BEGIN Material provided
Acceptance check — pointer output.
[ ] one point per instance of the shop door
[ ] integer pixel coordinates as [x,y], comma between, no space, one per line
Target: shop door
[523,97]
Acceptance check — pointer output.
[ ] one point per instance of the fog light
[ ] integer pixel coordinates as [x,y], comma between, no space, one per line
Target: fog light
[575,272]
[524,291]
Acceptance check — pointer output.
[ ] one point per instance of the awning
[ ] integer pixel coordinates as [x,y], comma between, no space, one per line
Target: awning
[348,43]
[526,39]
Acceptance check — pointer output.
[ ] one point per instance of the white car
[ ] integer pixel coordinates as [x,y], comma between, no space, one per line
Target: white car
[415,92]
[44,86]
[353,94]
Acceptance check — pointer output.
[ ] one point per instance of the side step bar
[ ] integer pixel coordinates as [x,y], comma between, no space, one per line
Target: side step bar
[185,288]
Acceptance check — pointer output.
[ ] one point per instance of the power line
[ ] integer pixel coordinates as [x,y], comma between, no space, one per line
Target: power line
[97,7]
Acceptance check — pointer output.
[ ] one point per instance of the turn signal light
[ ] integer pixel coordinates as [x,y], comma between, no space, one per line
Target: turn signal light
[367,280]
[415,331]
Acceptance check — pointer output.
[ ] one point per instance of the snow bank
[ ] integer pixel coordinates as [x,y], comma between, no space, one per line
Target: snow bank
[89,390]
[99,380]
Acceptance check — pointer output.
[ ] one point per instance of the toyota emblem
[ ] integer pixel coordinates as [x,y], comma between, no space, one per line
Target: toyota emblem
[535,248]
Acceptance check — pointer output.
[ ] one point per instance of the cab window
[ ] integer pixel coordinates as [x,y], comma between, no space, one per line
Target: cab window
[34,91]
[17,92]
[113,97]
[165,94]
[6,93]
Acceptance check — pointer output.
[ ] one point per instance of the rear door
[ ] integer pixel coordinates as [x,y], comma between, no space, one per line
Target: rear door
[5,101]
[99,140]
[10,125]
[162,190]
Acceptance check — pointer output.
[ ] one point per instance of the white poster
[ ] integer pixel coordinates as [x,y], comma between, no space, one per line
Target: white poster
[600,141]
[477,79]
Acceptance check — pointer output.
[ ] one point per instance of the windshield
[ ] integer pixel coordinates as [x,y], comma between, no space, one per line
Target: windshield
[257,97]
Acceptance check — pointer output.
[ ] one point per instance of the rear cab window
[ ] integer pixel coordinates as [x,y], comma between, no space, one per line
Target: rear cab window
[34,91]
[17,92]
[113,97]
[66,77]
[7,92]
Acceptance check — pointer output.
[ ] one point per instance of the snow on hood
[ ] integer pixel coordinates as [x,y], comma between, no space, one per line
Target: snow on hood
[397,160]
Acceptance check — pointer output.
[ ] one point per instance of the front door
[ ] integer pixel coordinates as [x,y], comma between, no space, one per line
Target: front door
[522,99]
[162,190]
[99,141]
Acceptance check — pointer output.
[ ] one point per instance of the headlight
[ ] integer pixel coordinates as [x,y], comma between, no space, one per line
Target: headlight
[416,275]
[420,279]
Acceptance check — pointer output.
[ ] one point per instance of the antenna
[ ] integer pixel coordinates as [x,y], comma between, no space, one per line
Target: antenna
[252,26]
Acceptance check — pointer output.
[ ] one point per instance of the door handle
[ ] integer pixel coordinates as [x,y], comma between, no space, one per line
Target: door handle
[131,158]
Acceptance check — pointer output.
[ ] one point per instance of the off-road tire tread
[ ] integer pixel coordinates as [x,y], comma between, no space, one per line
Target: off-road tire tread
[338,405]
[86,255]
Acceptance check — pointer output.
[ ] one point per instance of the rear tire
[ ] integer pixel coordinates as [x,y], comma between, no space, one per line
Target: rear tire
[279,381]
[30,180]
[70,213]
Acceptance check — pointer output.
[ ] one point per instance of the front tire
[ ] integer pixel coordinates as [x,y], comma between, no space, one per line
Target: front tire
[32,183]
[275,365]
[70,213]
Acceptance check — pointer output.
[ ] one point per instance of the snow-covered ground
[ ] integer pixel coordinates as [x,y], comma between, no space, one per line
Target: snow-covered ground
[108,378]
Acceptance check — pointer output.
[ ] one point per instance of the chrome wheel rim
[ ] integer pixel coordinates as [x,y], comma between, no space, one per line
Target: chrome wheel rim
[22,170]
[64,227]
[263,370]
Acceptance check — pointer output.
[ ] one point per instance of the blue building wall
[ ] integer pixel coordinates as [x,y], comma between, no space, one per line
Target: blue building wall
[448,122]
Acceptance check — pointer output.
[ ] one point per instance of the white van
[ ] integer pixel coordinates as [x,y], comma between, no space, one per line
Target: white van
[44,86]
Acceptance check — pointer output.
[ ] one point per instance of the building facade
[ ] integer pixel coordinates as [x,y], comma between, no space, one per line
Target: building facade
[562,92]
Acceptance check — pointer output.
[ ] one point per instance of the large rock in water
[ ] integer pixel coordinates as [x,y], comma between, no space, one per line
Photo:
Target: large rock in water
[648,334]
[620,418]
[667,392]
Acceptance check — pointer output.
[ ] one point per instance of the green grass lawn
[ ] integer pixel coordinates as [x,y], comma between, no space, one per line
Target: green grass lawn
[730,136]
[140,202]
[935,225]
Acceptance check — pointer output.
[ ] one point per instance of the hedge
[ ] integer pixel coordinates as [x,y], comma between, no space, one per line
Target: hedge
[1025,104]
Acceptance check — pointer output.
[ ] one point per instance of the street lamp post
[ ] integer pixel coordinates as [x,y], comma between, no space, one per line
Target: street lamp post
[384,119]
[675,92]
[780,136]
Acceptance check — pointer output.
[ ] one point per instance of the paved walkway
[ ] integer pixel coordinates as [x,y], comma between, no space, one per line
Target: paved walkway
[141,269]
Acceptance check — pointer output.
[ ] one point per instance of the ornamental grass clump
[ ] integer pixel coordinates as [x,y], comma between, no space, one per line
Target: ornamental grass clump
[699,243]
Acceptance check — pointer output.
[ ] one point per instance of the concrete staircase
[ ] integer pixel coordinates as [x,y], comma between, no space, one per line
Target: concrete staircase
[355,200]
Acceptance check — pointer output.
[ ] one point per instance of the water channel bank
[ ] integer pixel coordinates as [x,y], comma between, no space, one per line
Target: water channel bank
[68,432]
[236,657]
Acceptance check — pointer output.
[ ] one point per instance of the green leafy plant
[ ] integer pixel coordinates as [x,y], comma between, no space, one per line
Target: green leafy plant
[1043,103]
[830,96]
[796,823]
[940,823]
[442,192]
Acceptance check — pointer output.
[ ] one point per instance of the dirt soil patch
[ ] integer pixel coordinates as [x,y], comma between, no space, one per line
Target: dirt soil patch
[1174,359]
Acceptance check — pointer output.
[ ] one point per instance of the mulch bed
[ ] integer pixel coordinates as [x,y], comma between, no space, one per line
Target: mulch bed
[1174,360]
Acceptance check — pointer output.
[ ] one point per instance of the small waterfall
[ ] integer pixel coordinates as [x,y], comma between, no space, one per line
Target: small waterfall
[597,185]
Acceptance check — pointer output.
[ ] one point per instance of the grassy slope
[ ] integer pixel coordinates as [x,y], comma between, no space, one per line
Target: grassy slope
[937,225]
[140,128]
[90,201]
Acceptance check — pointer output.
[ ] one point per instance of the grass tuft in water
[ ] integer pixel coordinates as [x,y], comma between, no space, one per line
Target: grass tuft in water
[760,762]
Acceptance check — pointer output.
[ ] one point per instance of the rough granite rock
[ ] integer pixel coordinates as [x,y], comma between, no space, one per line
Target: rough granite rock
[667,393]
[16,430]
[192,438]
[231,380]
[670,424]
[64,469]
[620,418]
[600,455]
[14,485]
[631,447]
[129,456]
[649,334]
END Material provided
» Problem to work on: Look above for the line with "[ ] one point per instance of the dirt"; retype exactly that line, every line after it up to the line with "[ ] one point per instance of the small", and that line too, nothing else.

» Response area:
[ ] one point per instance of the dirt soil patch
[ ] integer pixel coordinates as [x,y], comma between, no space, one per line
Target: dirt soil patch
[1174,359]
Acceptance check — pointer output.
[ ] one point per instance of the mulch bed
[ ] integer pixel coordinates as [x,y], comma between, no space, one per line
Target: mulch bed
[1174,360]
Acceptance check — pointer output.
[ ] one point per instance of the small waterfall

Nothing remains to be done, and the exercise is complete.